**** Seitentext ****
T-Lymphozyten spielen im Körper eine entscheidende Rolle und übernehmen bei der Immunabwehr viele Aufgaben. Ihre Reifung und Ausdifferenzierung findet in der so genannten Thymusdrüse oberhalb des Herzens statt. Max-Planck-Forschern ist es nun gelungen, entscheidende evolutionäre Schritte aufzuklären, die zur Ausbildung der Thymusdrüse führten.
Die Ergebnisse sind nach Angaben der Wissenschaftler um Thomas Boehm nicht nur stammesgeschichtlich interessant, sondern auch von medizinischer Bedeutung, da sie helfen, Aufbau und Funktion dieses wichtigen Organs besser zu verstehen. Fehlfunktionen des Thymus können zu schweren Immunerkrankungen führen, so die Forscher des Max-Planck-Instituts für Immunologie in der Online-Ausgabe der Fachzeitschrift „Cell“.
Unreife Lymphozyten auf Wanderschaft
Fast alle heute lebenden Wirbeltiere verfügen über ein adaptives Immunsystem, das den Körper gegen unerwünschte Eindringlinge wie Bakterien, Viren oder auch körpereigene entartete Zellen schützt. Eine zentrale Rolle dabei spielen die T-Lymphozyten (T-Zellen), die körperfremde Moleküle (Antigene) erkennen und eine gezielte Immunabwehr in Gang setzen. Die Vorläufer der T-Zellen stammen aus dem Knochenmark.
**** Bereitgestelltes Material ****
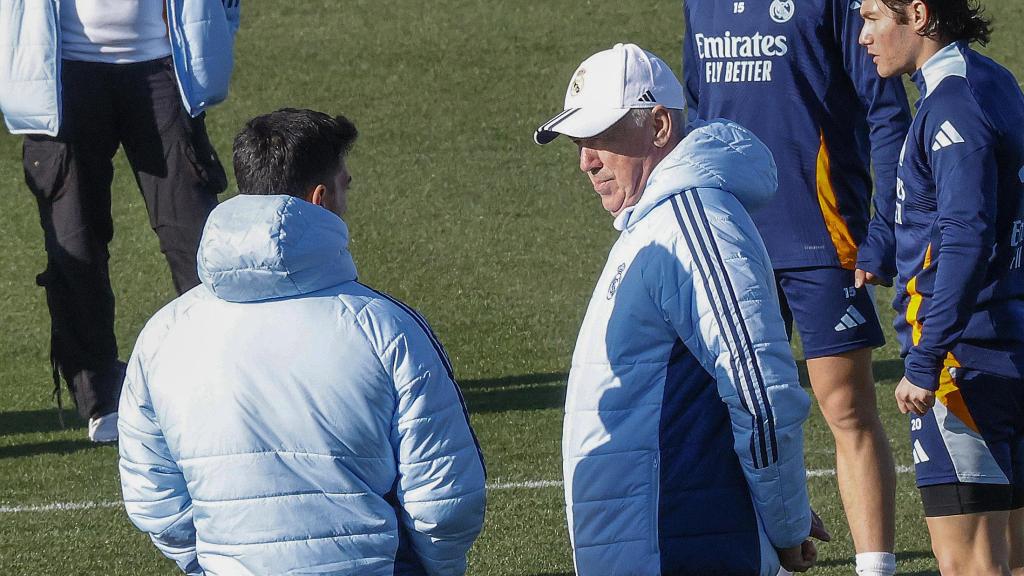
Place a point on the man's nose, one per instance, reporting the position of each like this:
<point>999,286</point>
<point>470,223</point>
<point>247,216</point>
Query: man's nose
<point>589,160</point>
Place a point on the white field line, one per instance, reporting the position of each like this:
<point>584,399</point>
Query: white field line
<point>528,485</point>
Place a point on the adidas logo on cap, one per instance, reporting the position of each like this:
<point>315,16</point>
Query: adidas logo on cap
<point>946,136</point>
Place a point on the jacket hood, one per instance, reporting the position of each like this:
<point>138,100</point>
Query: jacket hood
<point>262,247</point>
<point>718,154</point>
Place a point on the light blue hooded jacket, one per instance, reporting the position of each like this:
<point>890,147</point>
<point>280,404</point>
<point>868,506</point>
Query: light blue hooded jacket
<point>202,36</point>
<point>283,418</point>
<point>682,443</point>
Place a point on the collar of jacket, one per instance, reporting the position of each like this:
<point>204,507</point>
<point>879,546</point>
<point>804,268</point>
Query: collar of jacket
<point>263,247</point>
<point>720,155</point>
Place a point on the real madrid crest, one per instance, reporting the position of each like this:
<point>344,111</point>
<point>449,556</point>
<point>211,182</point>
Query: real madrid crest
<point>613,287</point>
<point>781,10</point>
<point>577,86</point>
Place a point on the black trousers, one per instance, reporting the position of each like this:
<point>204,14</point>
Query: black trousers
<point>136,106</point>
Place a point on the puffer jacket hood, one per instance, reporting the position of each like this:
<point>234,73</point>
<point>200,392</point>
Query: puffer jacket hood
<point>263,247</point>
<point>718,154</point>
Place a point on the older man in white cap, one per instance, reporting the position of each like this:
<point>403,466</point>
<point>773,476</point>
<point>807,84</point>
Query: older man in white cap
<point>682,444</point>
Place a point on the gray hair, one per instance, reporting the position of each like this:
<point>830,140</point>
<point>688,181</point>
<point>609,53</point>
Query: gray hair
<point>640,117</point>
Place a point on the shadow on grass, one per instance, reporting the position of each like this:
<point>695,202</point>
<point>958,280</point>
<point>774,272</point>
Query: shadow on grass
<point>528,392</point>
<point>37,449</point>
<point>900,557</point>
<point>524,379</point>
<point>28,421</point>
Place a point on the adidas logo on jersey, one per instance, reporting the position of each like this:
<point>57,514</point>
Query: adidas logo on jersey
<point>946,136</point>
<point>851,319</point>
<point>919,453</point>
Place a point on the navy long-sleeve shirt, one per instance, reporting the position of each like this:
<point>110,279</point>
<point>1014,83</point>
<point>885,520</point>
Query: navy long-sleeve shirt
<point>793,73</point>
<point>960,220</point>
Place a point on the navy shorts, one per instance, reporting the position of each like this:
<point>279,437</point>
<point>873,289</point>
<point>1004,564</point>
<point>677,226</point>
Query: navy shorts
<point>832,316</point>
<point>969,449</point>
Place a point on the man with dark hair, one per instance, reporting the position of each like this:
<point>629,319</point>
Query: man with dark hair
<point>958,224</point>
<point>282,417</point>
<point>791,71</point>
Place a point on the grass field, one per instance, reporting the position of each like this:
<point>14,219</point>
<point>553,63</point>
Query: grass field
<point>454,209</point>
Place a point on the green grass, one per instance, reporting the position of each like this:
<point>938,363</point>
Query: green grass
<point>496,240</point>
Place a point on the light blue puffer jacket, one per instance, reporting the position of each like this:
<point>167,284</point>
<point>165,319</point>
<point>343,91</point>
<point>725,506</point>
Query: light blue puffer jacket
<point>202,35</point>
<point>682,444</point>
<point>283,418</point>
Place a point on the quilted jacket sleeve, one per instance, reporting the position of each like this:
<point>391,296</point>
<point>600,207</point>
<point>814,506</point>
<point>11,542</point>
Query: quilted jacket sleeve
<point>440,485</point>
<point>155,493</point>
<point>727,311</point>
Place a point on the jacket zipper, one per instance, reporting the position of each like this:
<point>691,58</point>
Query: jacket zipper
<point>655,482</point>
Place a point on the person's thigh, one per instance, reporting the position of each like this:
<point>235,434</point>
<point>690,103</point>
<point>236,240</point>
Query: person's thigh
<point>973,543</point>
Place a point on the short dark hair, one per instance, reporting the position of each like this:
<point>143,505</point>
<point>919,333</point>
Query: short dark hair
<point>290,151</point>
<point>950,21</point>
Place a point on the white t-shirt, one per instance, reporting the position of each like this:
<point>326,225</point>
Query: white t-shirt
<point>114,31</point>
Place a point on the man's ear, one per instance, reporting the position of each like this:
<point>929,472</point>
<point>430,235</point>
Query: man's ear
<point>662,121</point>
<point>315,195</point>
<point>918,13</point>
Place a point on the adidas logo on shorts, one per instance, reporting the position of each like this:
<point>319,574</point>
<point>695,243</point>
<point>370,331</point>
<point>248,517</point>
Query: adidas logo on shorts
<point>919,453</point>
<point>947,135</point>
<point>851,319</point>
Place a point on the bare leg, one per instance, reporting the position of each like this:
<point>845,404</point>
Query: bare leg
<point>1015,533</point>
<point>844,386</point>
<point>971,544</point>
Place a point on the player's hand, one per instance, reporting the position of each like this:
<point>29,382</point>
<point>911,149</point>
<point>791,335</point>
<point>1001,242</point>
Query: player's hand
<point>860,278</point>
<point>800,558</point>
<point>914,399</point>
<point>818,529</point>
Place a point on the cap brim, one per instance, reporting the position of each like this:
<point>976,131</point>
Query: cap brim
<point>579,123</point>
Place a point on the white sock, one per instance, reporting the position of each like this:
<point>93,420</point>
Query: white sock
<point>876,564</point>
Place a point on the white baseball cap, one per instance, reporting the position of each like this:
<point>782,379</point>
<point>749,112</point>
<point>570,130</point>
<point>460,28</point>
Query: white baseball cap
<point>606,86</point>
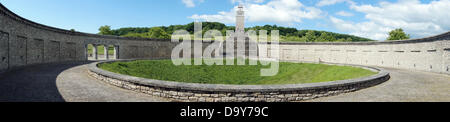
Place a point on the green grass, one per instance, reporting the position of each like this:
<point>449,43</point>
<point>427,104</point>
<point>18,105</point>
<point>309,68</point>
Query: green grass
<point>100,50</point>
<point>289,73</point>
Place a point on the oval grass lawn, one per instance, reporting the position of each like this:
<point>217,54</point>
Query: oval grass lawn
<point>289,73</point>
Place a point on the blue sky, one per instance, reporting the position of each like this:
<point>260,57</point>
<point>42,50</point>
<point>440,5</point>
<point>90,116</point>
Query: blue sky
<point>367,18</point>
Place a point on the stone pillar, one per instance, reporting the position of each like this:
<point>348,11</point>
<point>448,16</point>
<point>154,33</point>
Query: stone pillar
<point>86,52</point>
<point>94,52</point>
<point>105,47</point>
<point>116,51</point>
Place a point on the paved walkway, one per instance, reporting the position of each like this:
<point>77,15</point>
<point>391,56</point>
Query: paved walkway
<point>71,83</point>
<point>63,83</point>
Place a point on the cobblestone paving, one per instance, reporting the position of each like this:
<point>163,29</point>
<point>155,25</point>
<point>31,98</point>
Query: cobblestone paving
<point>71,83</point>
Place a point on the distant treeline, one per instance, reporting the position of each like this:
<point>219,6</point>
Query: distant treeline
<point>286,33</point>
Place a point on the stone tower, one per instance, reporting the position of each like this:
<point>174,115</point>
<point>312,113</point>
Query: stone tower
<point>240,18</point>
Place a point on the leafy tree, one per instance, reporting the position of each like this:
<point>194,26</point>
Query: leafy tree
<point>325,37</point>
<point>398,34</point>
<point>105,30</point>
<point>286,33</point>
<point>159,33</point>
<point>310,36</point>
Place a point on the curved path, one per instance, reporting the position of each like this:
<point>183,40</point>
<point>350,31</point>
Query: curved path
<point>70,82</point>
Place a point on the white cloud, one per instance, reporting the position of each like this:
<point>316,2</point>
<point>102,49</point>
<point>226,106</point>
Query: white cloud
<point>278,11</point>
<point>247,1</point>
<point>416,18</point>
<point>191,3</point>
<point>344,13</point>
<point>332,2</point>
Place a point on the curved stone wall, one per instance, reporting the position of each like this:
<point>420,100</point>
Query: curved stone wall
<point>23,43</point>
<point>193,92</point>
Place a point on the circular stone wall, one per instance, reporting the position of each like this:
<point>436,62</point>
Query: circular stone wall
<point>193,92</point>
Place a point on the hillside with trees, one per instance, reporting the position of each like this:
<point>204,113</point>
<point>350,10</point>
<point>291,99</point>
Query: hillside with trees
<point>286,33</point>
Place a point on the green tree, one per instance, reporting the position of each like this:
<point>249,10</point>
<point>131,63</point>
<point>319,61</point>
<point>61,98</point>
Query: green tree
<point>398,34</point>
<point>310,36</point>
<point>159,33</point>
<point>325,37</point>
<point>105,30</point>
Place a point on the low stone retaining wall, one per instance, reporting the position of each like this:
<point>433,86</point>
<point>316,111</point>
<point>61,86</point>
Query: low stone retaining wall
<point>192,92</point>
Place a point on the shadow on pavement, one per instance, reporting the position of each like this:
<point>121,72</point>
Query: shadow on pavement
<point>33,83</point>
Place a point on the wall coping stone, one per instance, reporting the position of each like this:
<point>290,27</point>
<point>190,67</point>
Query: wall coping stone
<point>93,67</point>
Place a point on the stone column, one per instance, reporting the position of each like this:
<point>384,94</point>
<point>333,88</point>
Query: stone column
<point>116,51</point>
<point>86,52</point>
<point>94,52</point>
<point>105,47</point>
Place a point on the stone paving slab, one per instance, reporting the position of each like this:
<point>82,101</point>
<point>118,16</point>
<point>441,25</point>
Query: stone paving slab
<point>71,83</point>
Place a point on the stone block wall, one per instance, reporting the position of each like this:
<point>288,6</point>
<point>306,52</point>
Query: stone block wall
<point>191,92</point>
<point>23,43</point>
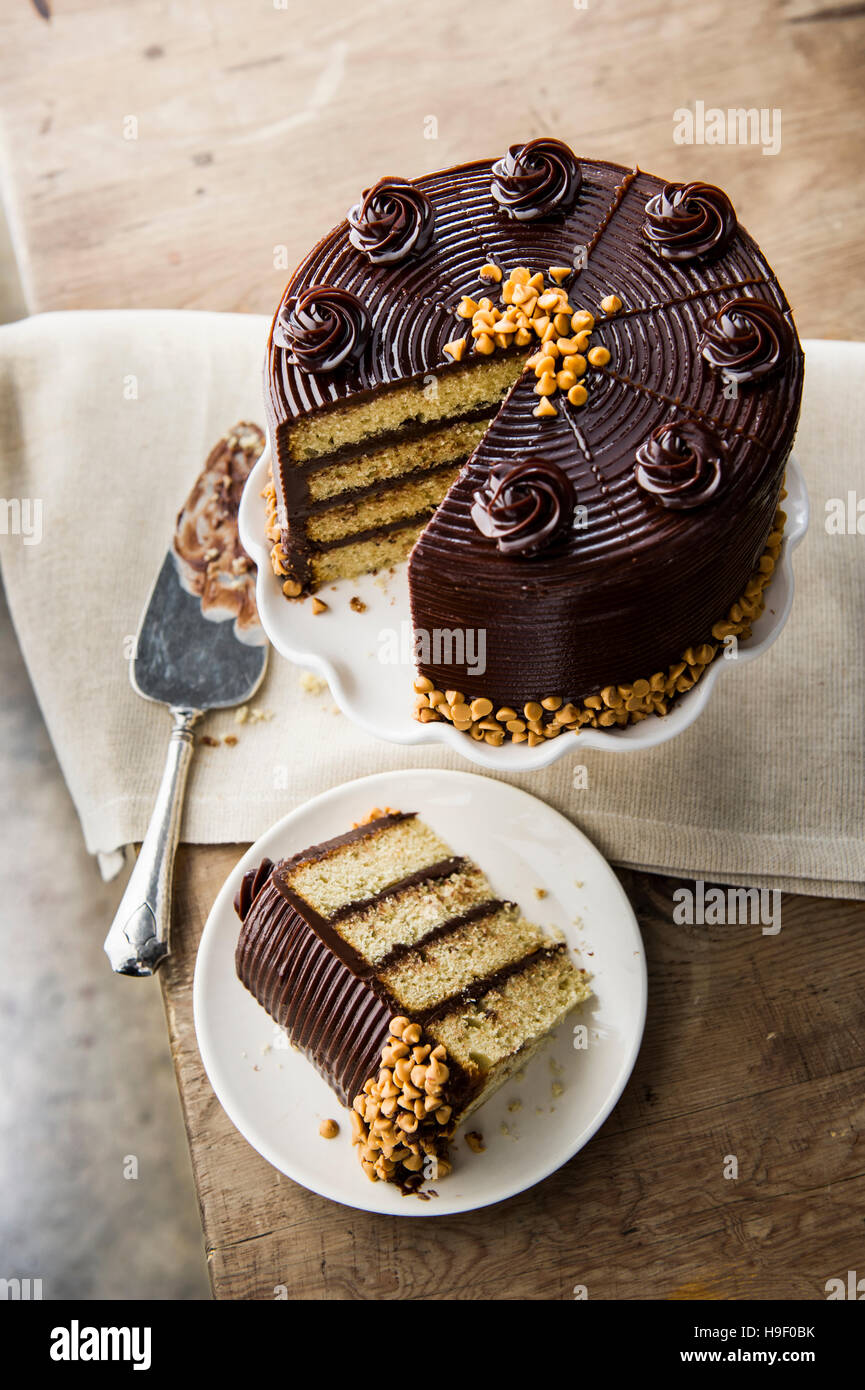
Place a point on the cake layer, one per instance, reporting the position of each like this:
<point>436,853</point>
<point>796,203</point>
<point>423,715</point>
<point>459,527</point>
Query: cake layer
<point>424,399</point>
<point>403,499</point>
<point>387,923</point>
<point>435,972</point>
<point>495,1034</point>
<point>377,467</point>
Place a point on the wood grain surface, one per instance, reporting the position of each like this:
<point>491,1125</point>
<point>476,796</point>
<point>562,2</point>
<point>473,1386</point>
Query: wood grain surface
<point>187,156</point>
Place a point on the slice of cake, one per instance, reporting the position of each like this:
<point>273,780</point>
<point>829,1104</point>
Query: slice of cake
<point>412,988</point>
****
Übungsaufgaben:
1 - Aktualisiere einen Abschnitt aus dem Text über die Thymusdrüse: Beginne bei den Worten „Unreife Lymphozyten auf“, höre nach „aus dem Knochenmark.“ auf und setze dabei „Vertebraten“ an die Stelle von „Wirbeltiere“.
2 - Führe den Text über die Thymusdrüse nach seinem letzten Satz weiter.
Das Material hat mit dem Text über die Thymusdrüse nichts zu tun.

Schriftliche Antworten:
1 -
Unreife Lymphozyten auf Wanderschaft
Fast alle heute lebenden Vertebraten verfügen über ein adaptives Immunsystem, das den Körper gegen unerwünschte Eindringlinge wie Bakterien, Viren oder auch körpereigene entartete Zellen schützt. Eine zentrale Rolle dabei spielen die T-Lymphozyten (T-Zellen), die körperfremde Moleküle (Antigene) erkennen und eine gezielte Immunabwehr in Gang setzen. Die Vorläufer der T-Zellen stammen aus dem Knochenmark.

2 -
Von dort aus wandern die noch unreifen Lymphozyten in den Thymus, ein zentrales Organ des Immunsystems. Dort differenzieren sie sich zu einer Vielzahl von T-Zellen mit unterschiedlichen Aufgaben aus, bevor sie als reife Zellen in den gesamten Körper entlassen werden. Hier spüren sie Antigene auf. All dies wird durch ein komplexes Zusammenspiel verschiedener Gene gesteuert. Über die Evolution dieses ausgeklügelten Systems war bisher allerdings wenig bekannt.
Chordatiere im Visier der Forscher
Einem Team um Boehm ist es nun gelungen, dies zu ändern: Der Thymus entstand danach auf der Basis alter genetischer Netzwerke. Um das herauszufinden, untersuchten die Wissenschaftler Chordatiere unterschiedlicher evolutionärer Entwicklungsstufen. Dazu gehören neben den Wirbeltieren unter anderem auch die Schädellosen – kleine fischförmige Tiere ohne knöchernen Schädel – deren heute noch lebende Vertreter die Lanzettfischchen sind.
Anhand vergleichender Genom- und Expressionsanalysen an Lanzettfischchen, Neunaugen und Haien entwickelten die Forscher Modelle und testeten sie an Knochenfischen. Auf diese Weise konnten sie die Evolution des Thymus rekonstruieren.
Transkriptionsfaktor Foxn1 entscheidend
Wie die Max-Planck-Wissenschaftler bereits vor einigen Jahren herausfanden, ist für die Ausbildung des Thymus der Transkriptionsfaktor Foxn1 entscheidend. Nun zeigte sich, dass das Foxn1-Gen innerhalb der Wirbeltiere zum ersten Mal bei Haien auftritt – zeitgleich mit einem anatomisch nachweisbaren Thymus. Die Entstehung des Organs lässt sich somit auf einen Zeitpunkt vor etwa 500 Millionen Jahren datieren.
„Erste Vorläufer des Foxn1-Gens treten aber schon bei stammesgeschichtlich älteren Chordatieren wie Lanzettfischchen und Neunaugen auf“, erklärt Boehm. Genprodukte ließen sich im Schlundgewebe nachweisen – eine Erklärung, warum sich der Thymus in dieser Region entwickelt hat.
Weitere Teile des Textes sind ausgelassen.